**TASK A**.
According to the TiAl alloy passage, what microstructure results from annealing above the alpha transus temperature followed by rapid cooling?

In fact, heat treatments are commonly used for additively manufactured materials to improve the material’s mechanical performance [17,19,20].

Regarding the TiAl alloys, the material can be annealed at a temperature over the alpha transus temperature followed by rapid cooling to generate a fully lamellar microstructure. On the contrary, decreasing the annealing temperature below the alpha transus temperature makes it possible to generate near lamellar, duplex, near gamma, and equiaxed grains. A microstructure composed of lamellar grains offers high creep resistance and toughness fracture, although it reduces the ductility at room temperature and fatigue resistance. Conversely, equiaxed grains generate higher ductility at room temperature and fatigue resistance combined with reduced creep resistance and fracture toughness. It is, therefore, possible to play with the heat treatments to design the fraction of lamellar and equiaxed grains to obtain a desired combination of mechanical properties [21,22,23]. However, the presence of an altered microstructure can reduce mechanical performance and promote the premature formation of cracks inside the components.

Another strategy recently proposed in the literature to improve the microstructure homogeneity of the TiAl alloys has been the fabrication of near net shape close capsules filled with sintered powder by means of the EB-PBF and then post-HIPed. A similar approach should eliminate the issue of the Al-loss and could bring a more homogenous microstructure. These studies showed the possibility of obtaining the densification of the capsules, although microstructures inhomogeneity remained like the formation of previous particle boundaries (PPBs). These microstructure features can decrease the mechanical performance of the components and should be eliminated [15,16].

The purpose of the current work is to investigate the densification level and microstructure homogeneity of capsules made of TiAl filled with sintered powder due to the pre-heating step and capsules produced with a fast melting step in the inner part after post-HIP treatment. Therefore, this work aims at investigating a possible strategy to obtain a homogenous microstructure of the HIPed EB-PBFed TiAl alloy. This is a fundamental step to guarantee a homogenous microstructure, and, therefore, constant mechanical performance also after the application of a subsequent heat treatment.

**TASK B**.
Rescale the listing from the line containing "like x=593 y=127." through the line containing "x=308 y=273", both included, and return only those lines, requests and all. Multiply each answer coordinate by 1.25 and round to a whole number with halves going up, leaving the numbers in the requests and their format samples unchanged.

**RECORD EXTRACTS**.
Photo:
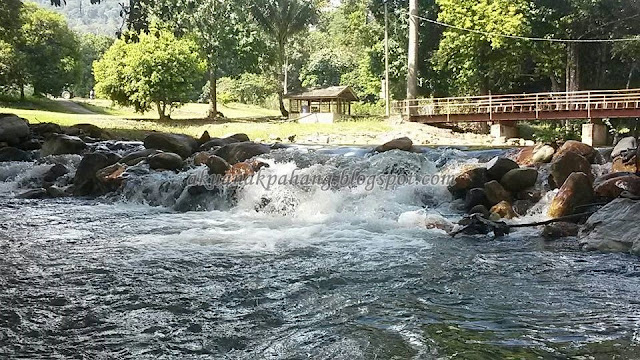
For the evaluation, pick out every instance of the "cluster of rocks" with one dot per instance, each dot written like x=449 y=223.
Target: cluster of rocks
x=103 y=169
x=507 y=188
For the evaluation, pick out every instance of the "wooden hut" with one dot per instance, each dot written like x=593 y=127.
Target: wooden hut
x=322 y=105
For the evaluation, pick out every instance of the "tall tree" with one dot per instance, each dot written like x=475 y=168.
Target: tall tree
x=49 y=47
x=282 y=19
x=159 y=70
x=227 y=41
x=481 y=63
x=412 y=57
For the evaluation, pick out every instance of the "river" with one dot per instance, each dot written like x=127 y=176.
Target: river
x=295 y=272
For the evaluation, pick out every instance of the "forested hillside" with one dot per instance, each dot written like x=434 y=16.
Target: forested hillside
x=84 y=17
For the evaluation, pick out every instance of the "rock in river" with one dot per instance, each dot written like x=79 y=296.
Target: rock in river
x=576 y=191
x=239 y=152
x=180 y=144
x=566 y=164
x=403 y=143
x=517 y=180
x=13 y=129
x=13 y=154
x=165 y=161
x=613 y=228
x=498 y=167
x=59 y=144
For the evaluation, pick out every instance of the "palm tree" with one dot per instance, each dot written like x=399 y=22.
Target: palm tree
x=282 y=19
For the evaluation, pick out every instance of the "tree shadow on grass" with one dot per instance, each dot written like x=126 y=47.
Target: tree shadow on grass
x=220 y=121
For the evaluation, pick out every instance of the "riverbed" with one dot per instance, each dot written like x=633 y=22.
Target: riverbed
x=308 y=273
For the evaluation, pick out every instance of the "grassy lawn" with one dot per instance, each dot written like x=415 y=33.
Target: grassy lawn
x=258 y=123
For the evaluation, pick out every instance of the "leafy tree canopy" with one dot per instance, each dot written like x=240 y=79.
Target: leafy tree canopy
x=159 y=70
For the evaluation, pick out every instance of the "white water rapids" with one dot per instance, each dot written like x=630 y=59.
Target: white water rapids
x=296 y=272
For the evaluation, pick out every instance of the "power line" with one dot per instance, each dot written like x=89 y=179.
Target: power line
x=525 y=37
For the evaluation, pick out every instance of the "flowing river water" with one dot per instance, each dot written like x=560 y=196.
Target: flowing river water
x=295 y=272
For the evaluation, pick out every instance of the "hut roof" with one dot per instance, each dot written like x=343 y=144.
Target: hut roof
x=333 y=92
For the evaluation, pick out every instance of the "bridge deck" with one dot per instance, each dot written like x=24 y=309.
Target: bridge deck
x=514 y=107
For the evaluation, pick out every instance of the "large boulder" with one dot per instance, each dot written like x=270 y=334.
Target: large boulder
x=165 y=161
x=13 y=154
x=44 y=129
x=520 y=179
x=54 y=173
x=576 y=191
x=180 y=144
x=59 y=144
x=403 y=143
x=217 y=165
x=538 y=154
x=625 y=146
x=213 y=143
x=496 y=193
x=239 y=152
x=504 y=210
x=13 y=129
x=498 y=167
x=560 y=230
x=135 y=157
x=89 y=130
x=542 y=154
x=473 y=178
x=613 y=228
x=566 y=164
x=580 y=148
x=86 y=181
x=111 y=176
x=614 y=186
x=475 y=197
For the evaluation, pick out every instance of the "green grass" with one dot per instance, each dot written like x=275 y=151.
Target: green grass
x=257 y=123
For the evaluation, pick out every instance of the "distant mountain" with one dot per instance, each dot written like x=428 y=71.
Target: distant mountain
x=103 y=18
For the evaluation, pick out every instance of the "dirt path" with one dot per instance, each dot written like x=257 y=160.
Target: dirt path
x=74 y=108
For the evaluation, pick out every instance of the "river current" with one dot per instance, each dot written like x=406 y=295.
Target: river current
x=296 y=272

**EXPECTED ANSWER A**.
A fully lamellar microstructure.

**EXPECTED ANSWER B**.
For the evaluation, pick out every instance of the "wooden hut" with one dot per instance, each dot written like x=593 y=127.
Target: wooden hut
x=403 y=131
For the evaluation, pick out every instance of the "tall tree" with one dot per instance, each dot written like x=475 y=168.
Target: tall tree
x=61 y=59
x=353 y=24
x=199 y=88
x=284 y=51
x=601 y=79
x=515 y=71
For the evaluation, pick out every instance of the "river" with one dot per instance, each dot written like x=127 y=176.
Target: river
x=369 y=340
For the evaluation, pick out every instance of the "forested hillside" with one dot per instance, each dot written like x=434 y=16.
Target: forested hillside
x=105 y=21
For the evaluation, pick out every instance of the "rock in river" with one dot per instance, each dot written like x=79 y=296.
Target: rock in river
x=720 y=239
x=299 y=190
x=225 y=180
x=708 y=205
x=504 y=179
x=646 y=225
x=16 y=161
x=16 y=193
x=206 y=201
x=766 y=285
x=623 y=209
x=74 y=180
For the evaluation, pick out every instance of the "palm tree" with one dot per instance, each dot written like x=399 y=22.
Target: palm tree
x=353 y=24
For the evaluation, pick out every instance of the "tree shadow on grass" with one dot per instance, each dot written like x=126 y=47.
Target: tree shadow on grass
x=275 y=151
For the evaluation, pick out every instance of the "riverbed" with one dot per instance, each dot written like x=633 y=22.
Target: riverbed
x=385 y=341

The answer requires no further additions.